## EXERCISE DESCRIPTION
Count the lines of the records below that contain the word "yellow", treating uppercase and lowercase as different. Give only the number.

[Part of a data file]
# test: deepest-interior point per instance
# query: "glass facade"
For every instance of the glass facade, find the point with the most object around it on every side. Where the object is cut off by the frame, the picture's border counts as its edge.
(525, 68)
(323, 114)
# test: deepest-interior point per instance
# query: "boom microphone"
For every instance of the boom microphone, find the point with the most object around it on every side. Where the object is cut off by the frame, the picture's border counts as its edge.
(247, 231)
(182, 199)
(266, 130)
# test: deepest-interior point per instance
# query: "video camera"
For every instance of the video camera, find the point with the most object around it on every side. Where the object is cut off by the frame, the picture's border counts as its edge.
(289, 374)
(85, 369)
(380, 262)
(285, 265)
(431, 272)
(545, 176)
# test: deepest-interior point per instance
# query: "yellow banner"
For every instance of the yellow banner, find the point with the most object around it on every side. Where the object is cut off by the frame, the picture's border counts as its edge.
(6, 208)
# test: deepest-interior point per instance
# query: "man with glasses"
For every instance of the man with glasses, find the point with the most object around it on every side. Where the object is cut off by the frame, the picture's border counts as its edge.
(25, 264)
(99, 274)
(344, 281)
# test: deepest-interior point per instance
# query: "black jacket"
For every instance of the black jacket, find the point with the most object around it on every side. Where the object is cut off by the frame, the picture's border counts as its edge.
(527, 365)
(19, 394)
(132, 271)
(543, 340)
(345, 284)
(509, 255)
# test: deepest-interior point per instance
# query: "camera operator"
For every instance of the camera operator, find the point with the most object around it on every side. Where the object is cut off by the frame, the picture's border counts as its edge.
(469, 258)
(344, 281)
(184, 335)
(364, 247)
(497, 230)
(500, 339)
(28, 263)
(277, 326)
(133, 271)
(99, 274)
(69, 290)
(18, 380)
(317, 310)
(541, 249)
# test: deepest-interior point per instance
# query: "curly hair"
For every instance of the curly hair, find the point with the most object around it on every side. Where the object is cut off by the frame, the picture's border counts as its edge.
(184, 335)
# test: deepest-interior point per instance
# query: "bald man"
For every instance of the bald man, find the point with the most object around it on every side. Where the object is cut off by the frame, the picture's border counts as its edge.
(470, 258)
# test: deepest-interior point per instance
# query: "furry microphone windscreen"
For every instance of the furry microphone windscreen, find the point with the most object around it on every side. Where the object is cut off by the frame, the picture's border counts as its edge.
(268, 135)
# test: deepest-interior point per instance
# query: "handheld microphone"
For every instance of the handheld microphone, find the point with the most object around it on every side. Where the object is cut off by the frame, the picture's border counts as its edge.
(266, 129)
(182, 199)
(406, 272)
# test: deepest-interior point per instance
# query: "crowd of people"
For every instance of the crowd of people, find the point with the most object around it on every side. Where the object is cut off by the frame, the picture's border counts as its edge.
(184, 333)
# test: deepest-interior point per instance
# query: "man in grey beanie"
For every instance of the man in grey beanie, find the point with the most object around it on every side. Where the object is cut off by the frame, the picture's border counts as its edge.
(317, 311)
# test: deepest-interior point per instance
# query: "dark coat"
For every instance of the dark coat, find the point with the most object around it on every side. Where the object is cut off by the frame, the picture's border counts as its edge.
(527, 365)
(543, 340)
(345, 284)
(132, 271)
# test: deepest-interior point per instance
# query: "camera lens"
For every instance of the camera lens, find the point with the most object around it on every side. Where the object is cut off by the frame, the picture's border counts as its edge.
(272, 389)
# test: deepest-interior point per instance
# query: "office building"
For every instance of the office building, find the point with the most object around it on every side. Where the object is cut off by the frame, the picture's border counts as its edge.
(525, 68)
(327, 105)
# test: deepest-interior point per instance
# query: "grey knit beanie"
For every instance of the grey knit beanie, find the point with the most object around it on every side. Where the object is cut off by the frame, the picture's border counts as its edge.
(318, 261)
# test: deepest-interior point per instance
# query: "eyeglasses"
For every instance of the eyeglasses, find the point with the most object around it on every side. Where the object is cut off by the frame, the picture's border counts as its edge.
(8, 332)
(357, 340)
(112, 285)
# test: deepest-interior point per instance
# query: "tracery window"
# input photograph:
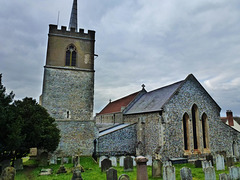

## ANSWER
2